■ WHAT TO WORK ON
Continue the ARM assembly tutorial on BL, RET, and function calls below, picking up right after its final sentence.

--- START OF EXCERPTED PASSAGE ---

So here is what our large program looks like with BL and RET instructions added.

sumOfN:
  //Compute sum of integers from 1-n where n is given by the caller in w0
  add w1, w0, #1    //Compute n+1
  mul w1, w0, w1    //Compute n * (n+1)
  lsr w1, w1, #1    //Divide the result by 2
  ret               //Return to the address in X30

//Main program starts here...
//Lots of complicated scientific computations
.
.
.
mov w0, #6
bl sumOfN //Branch to the code that computes sum-of-N

//Once sumOfN is done execution begins from the instruction below
//Use value in w1 as an input to more complicated computations...
.
.
.
mov w0, #22
bl sumOfN //Branch to the code that computes sum-of-N

//Once sumOfN is done execution begins from the instruction below
//Use value in w1 as an input to more complicated computations...
.
.
.
//So on and so forth

Note that it is possible to use just plain branch instruction to jump to sumOfN and back. We can do this by storing the return address in a X register ourselves and then jumping back to the address in that register. However, using BL/BLR and RET gives hint to the processor that a function is being called and will eventually return. The processor can use this information to execute the program more optimally.

The key points to understand from the above discussion are:

  • Jump to functions using BL/BLR, return from the function using RET
  • X30 is a special register that is used by BL to store the return address

Exercise 1A: Function to count leading zeros

In this exercise you will write a assembly function to count the number of leading zeros in a given number. The number will be specified in register w0. The function should return the count of leading 0s in register w0. What are leading zeros? They are the 0s that occur in a binary number before the first 1. For example, the 32-bit representation of 1 is 0b00000000000000000000000000000001. It has 31 leading 0s.

--- END OF EXCERPTED PASSAGE ---
--- START OF PROVIDED DATA ---

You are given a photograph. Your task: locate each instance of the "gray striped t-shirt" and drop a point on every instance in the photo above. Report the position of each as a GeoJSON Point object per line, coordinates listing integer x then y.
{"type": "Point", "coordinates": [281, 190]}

--- END OF PROVIDED DATA ---

■ RESULT
The template for this exercise is provided in exercises/functions/count_leading_zeros.s and the solution is at exercises/functions/count_leading_zeros_solution.s

To compile and run:

From within the directory exercises/functions/
COMPILE_COMMAND: make count_leading_zeros.elf
RUN_COMMAND: make run

Nested Function Calls

It is possible for one function to call another. In the example below, the sumOfN function calls a new function named addOne. This function adds 1 to the value passed in.

sumOfN:
  //Compute sum of integers from 1-n where n is given by the caller in w0
  mov w1, w0          //Save the value of w0
  str x30, [sp, -#16]! //Save the value of X30 onto the stack, also change SP
  bl addOne
  ldr x30, [sp], #16   //Load the saved value of x30 back from stack
  mul w1, w0, w1    //Compute n * (n+1)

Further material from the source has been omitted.